Problem to work on:
Transcribe the entries exactly as they stand below, passing over any picture.
◇ ◇ ◇ ◇ ◇
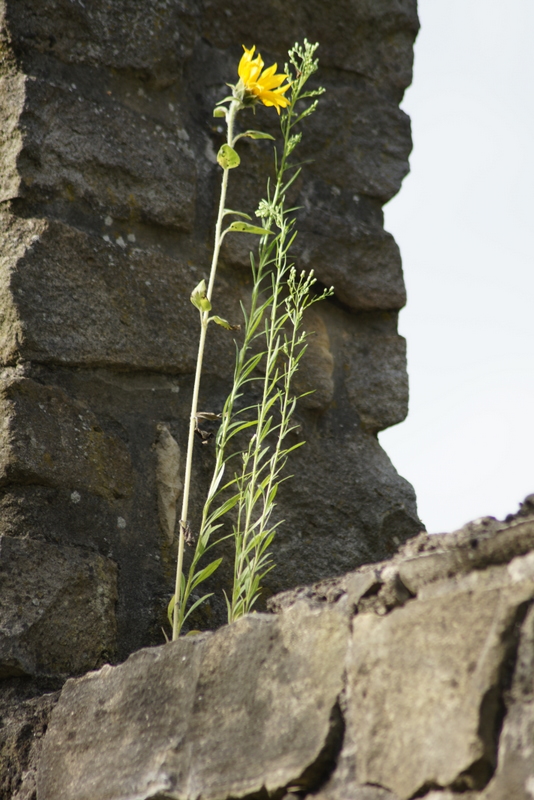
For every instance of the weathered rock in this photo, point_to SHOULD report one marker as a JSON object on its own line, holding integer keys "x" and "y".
{"x": 430, "y": 700}
{"x": 419, "y": 562}
{"x": 514, "y": 776}
{"x": 248, "y": 708}
{"x": 424, "y": 683}
{"x": 49, "y": 439}
{"x": 25, "y": 708}
{"x": 57, "y": 609}
{"x": 109, "y": 186}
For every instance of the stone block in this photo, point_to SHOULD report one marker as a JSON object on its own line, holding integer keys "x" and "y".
{"x": 514, "y": 776}
{"x": 57, "y": 609}
{"x": 474, "y": 552}
{"x": 25, "y": 708}
{"x": 424, "y": 683}
{"x": 249, "y": 708}
{"x": 48, "y": 438}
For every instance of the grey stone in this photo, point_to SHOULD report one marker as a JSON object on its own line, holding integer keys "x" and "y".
{"x": 110, "y": 187}
{"x": 477, "y": 552}
{"x": 48, "y": 438}
{"x": 57, "y": 609}
{"x": 514, "y": 776}
{"x": 25, "y": 708}
{"x": 250, "y": 707}
{"x": 424, "y": 682}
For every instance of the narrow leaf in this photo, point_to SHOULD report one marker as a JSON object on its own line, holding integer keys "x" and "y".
◇ ◇ ◇ ◇ ◇
Response for this exercise:
For every instance of the weathered rock in this photo, point_to SHOULD report one marker as a JSON object on its own line, holding integer keys "x" and "y".
{"x": 430, "y": 700}
{"x": 419, "y": 562}
{"x": 514, "y": 776}
{"x": 248, "y": 708}
{"x": 424, "y": 683}
{"x": 49, "y": 439}
{"x": 25, "y": 708}
{"x": 57, "y": 609}
{"x": 109, "y": 186}
For every instance of the stone block in this photo, point_to SHOULD report one marker as a JSON object on its own line, holding integer keys "x" and "y".
{"x": 514, "y": 776}
{"x": 57, "y": 609}
{"x": 474, "y": 552}
{"x": 25, "y": 708}
{"x": 424, "y": 683}
{"x": 249, "y": 708}
{"x": 48, "y": 438}
For every instance of the grey stone in this photo, point_to SHOULD report one marker as a JSON object on its own line, holding integer keys "x" and "y".
{"x": 110, "y": 187}
{"x": 477, "y": 552}
{"x": 48, "y": 438}
{"x": 57, "y": 609}
{"x": 514, "y": 776}
{"x": 25, "y": 708}
{"x": 250, "y": 707}
{"x": 424, "y": 682}
For every instance of the narrow leaf in this photo, point_to SHOULD report one marker as a JSON object on its own line, holding integer keys "x" and "y".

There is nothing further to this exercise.